▶ [Your instructions]: Shift every point in the listing's answers by adding 114 to both coordinates, leaving the sample points in the request unchanged. Then write out all lines of the listing again, requests included, with the pictures omitted.

======

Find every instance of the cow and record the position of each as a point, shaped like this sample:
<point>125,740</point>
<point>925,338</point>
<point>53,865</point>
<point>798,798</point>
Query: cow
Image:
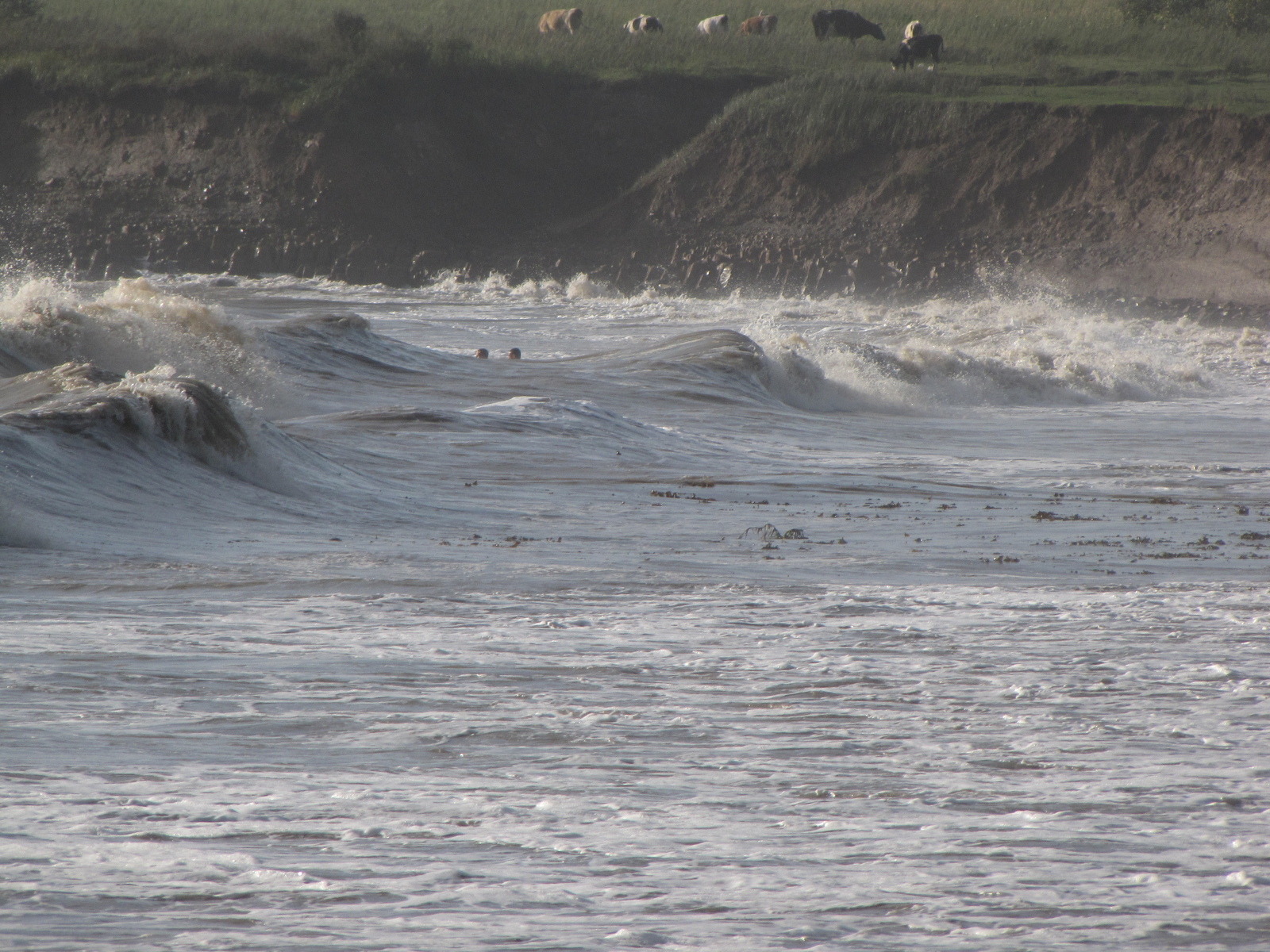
<point>844,23</point>
<point>760,25</point>
<point>643,25</point>
<point>713,25</point>
<point>560,21</point>
<point>918,48</point>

======

▶ [Task solution]:
Find every instance of the cow and record the position of each as a point, shaped like this sample:
<point>125,740</point>
<point>925,338</point>
<point>53,865</point>
<point>798,798</point>
Query: cow
Image:
<point>958,137</point>
<point>874,139</point>
<point>757,139</point>
<point>827,139</point>
<point>674,135</point>
<point>1032,162</point>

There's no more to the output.